→ PROVIDED ENTRIES:
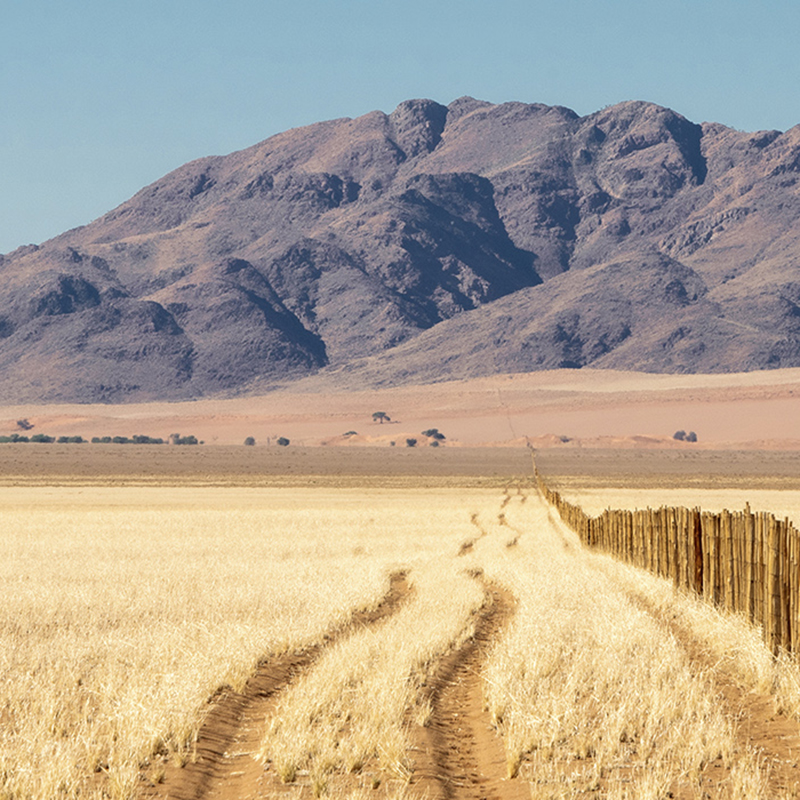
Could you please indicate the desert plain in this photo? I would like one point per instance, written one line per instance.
(343, 618)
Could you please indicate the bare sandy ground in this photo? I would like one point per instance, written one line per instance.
(590, 408)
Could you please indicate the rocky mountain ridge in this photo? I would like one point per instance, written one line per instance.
(433, 242)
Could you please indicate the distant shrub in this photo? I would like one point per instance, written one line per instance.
(176, 438)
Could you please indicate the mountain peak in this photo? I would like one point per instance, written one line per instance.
(434, 241)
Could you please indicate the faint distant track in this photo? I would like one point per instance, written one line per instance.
(459, 755)
(225, 767)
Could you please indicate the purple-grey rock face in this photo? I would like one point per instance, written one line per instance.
(434, 242)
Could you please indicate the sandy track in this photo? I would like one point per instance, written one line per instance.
(761, 726)
(459, 755)
(224, 766)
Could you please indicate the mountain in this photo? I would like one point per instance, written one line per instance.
(433, 242)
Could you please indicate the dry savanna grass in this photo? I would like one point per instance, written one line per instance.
(126, 609)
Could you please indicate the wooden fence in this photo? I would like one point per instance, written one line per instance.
(739, 560)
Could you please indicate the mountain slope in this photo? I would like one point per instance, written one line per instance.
(431, 242)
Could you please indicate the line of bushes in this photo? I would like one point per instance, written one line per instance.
(43, 438)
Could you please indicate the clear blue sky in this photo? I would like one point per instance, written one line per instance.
(101, 97)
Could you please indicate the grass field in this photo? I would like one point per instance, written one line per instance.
(424, 640)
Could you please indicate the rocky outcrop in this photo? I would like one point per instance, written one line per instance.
(435, 241)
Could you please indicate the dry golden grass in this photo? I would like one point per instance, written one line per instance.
(125, 609)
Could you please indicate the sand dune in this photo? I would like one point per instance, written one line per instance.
(588, 407)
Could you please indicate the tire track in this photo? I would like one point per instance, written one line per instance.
(761, 726)
(224, 766)
(458, 754)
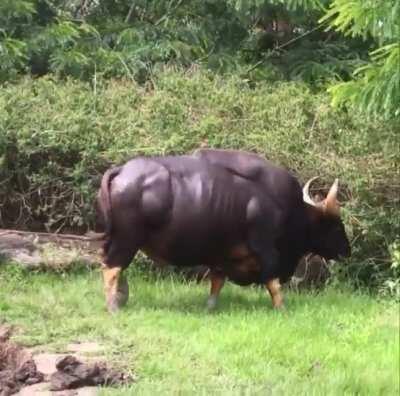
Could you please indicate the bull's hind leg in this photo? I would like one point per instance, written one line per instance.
(116, 288)
(217, 282)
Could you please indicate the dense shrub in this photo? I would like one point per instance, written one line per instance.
(57, 137)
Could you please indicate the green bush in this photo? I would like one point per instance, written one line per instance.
(57, 137)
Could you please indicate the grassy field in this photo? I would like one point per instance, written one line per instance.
(332, 343)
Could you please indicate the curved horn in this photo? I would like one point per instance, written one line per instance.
(331, 204)
(306, 192)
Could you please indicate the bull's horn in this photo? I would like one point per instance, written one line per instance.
(331, 204)
(306, 192)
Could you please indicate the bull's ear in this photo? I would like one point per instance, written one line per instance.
(330, 204)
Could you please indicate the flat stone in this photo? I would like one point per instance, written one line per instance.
(46, 362)
(85, 347)
(42, 389)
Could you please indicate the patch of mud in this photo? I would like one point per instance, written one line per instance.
(41, 374)
(17, 368)
(72, 373)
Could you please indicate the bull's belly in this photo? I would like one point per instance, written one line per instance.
(235, 261)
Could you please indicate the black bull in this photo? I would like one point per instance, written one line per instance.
(243, 217)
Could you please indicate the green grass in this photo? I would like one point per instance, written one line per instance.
(330, 343)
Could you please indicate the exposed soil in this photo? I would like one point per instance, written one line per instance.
(17, 368)
(31, 373)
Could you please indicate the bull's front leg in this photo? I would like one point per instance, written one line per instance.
(274, 288)
(217, 282)
(116, 287)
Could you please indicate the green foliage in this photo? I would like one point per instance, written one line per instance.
(376, 85)
(131, 39)
(320, 345)
(58, 137)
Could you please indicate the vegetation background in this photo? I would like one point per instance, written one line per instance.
(310, 84)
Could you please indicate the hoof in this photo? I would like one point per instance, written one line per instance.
(211, 303)
(117, 300)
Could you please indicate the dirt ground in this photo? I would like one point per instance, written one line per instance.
(79, 371)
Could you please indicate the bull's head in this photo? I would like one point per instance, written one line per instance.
(328, 235)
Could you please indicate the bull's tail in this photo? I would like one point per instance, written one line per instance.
(104, 199)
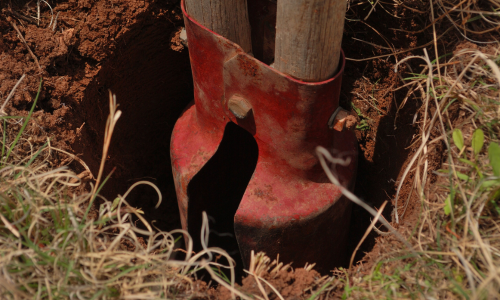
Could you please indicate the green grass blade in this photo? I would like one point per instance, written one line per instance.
(26, 121)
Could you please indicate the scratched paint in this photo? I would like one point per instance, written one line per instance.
(288, 205)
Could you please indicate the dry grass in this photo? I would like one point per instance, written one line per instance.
(456, 238)
(55, 244)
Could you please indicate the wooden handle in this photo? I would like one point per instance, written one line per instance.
(228, 18)
(308, 38)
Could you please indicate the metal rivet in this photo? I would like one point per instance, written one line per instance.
(239, 106)
(338, 119)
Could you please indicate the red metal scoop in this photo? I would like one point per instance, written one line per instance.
(288, 207)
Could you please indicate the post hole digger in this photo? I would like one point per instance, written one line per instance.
(272, 188)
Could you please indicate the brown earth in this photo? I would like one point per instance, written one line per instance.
(132, 48)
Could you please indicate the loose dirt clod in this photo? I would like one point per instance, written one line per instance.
(447, 207)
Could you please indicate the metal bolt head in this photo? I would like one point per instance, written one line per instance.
(239, 106)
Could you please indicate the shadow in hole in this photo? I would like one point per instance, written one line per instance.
(153, 85)
(377, 179)
(218, 188)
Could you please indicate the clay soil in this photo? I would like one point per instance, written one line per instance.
(132, 48)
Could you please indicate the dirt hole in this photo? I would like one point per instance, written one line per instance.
(153, 85)
(218, 188)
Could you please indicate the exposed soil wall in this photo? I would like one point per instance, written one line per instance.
(126, 47)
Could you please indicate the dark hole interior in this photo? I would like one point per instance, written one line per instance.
(153, 85)
(218, 188)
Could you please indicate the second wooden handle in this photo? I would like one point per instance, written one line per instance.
(308, 38)
(228, 18)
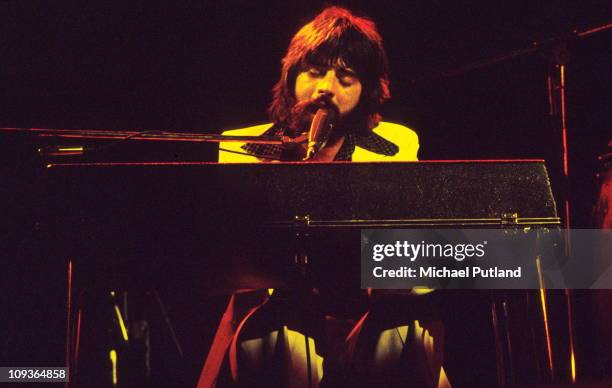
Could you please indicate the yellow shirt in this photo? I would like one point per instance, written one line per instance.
(405, 138)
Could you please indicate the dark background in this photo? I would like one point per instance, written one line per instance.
(207, 66)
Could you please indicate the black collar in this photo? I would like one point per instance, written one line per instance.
(371, 142)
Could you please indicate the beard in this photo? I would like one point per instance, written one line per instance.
(303, 112)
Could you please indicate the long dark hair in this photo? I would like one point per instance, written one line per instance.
(336, 35)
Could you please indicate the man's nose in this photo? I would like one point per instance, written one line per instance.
(327, 84)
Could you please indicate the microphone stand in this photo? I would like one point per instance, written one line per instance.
(557, 46)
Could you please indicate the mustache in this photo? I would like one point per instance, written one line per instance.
(301, 111)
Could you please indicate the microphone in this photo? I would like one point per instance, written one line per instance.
(319, 132)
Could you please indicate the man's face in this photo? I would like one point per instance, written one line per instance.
(338, 83)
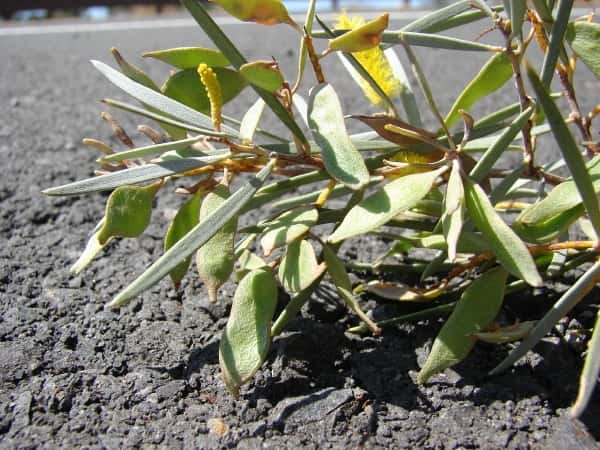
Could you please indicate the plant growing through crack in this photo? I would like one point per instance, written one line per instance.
(446, 190)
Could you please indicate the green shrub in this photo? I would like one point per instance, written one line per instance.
(437, 189)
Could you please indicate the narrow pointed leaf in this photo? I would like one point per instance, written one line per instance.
(183, 222)
(454, 210)
(299, 266)
(247, 336)
(128, 212)
(491, 155)
(434, 19)
(569, 149)
(568, 300)
(435, 41)
(557, 38)
(186, 87)
(157, 100)
(394, 198)
(584, 38)
(476, 309)
(197, 237)
(189, 57)
(496, 72)
(139, 174)
(224, 44)
(215, 259)
(250, 121)
(506, 245)
(288, 227)
(326, 119)
(590, 372)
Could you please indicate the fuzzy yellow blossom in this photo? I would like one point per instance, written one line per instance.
(374, 62)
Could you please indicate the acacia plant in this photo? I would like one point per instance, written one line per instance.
(447, 189)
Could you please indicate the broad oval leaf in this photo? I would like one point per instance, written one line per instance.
(394, 198)
(186, 87)
(128, 212)
(299, 267)
(215, 259)
(264, 74)
(326, 120)
(288, 227)
(247, 336)
(185, 219)
(476, 309)
(584, 38)
(361, 38)
(506, 245)
(248, 262)
(493, 75)
(189, 57)
(197, 237)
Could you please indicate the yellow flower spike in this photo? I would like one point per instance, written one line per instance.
(213, 89)
(264, 12)
(361, 38)
(374, 62)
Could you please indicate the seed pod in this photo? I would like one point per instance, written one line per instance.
(247, 335)
(215, 259)
(361, 38)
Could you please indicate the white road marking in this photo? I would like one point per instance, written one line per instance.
(34, 30)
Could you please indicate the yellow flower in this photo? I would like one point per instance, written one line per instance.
(374, 62)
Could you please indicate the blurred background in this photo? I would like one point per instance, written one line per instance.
(105, 9)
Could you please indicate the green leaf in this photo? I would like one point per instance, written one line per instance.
(264, 74)
(150, 150)
(185, 219)
(248, 262)
(92, 249)
(197, 237)
(568, 300)
(556, 44)
(394, 198)
(128, 212)
(247, 336)
(435, 41)
(438, 17)
(215, 259)
(288, 227)
(506, 245)
(250, 121)
(336, 268)
(326, 119)
(491, 155)
(157, 100)
(138, 174)
(517, 16)
(221, 40)
(189, 57)
(476, 309)
(569, 150)
(584, 38)
(186, 87)
(493, 75)
(454, 210)
(299, 266)
(590, 372)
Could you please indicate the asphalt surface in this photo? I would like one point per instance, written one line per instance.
(73, 375)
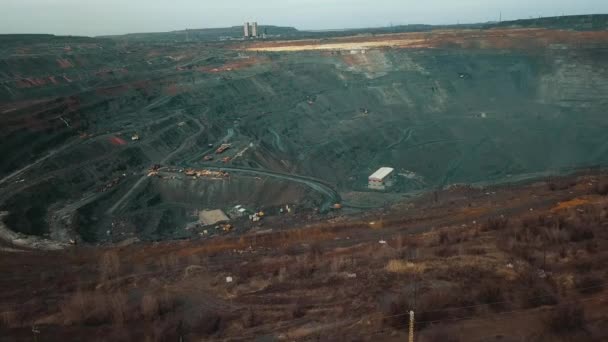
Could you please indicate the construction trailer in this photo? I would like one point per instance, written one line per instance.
(383, 178)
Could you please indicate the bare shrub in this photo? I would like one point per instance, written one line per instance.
(475, 251)
(490, 292)
(446, 252)
(395, 309)
(443, 238)
(582, 234)
(250, 319)
(439, 333)
(299, 309)
(567, 318)
(495, 223)
(405, 267)
(150, 306)
(601, 188)
(118, 307)
(90, 309)
(589, 284)
(109, 265)
(538, 292)
(8, 319)
(204, 322)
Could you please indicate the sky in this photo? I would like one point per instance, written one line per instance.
(105, 17)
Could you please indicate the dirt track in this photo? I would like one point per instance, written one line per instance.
(493, 39)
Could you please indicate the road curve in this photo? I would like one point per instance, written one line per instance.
(332, 196)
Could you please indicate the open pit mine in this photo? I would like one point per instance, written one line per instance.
(299, 186)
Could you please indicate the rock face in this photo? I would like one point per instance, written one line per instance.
(464, 110)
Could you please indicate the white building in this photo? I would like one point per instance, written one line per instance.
(254, 29)
(382, 179)
(246, 31)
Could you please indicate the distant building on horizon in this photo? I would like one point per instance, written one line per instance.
(254, 29)
(246, 31)
(250, 29)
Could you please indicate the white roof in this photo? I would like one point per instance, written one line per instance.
(382, 173)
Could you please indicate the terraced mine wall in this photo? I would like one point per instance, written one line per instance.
(484, 112)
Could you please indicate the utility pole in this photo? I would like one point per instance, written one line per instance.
(411, 336)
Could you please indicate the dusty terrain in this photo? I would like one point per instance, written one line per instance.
(495, 229)
(472, 262)
(486, 39)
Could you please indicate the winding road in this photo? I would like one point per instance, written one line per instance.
(332, 196)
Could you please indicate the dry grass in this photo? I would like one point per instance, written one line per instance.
(404, 267)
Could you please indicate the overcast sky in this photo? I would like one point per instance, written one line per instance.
(99, 17)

→ TASK DIRECTIONS: Retype, exactly and only, the lines running from the one with "Could you please indicate the overcast" through the final line of the listing above.

→ COMPLETED EXERCISE:
Could you please indicate the overcast sky in this photo? I would like one point per instance, written one line per instance.
(99, 17)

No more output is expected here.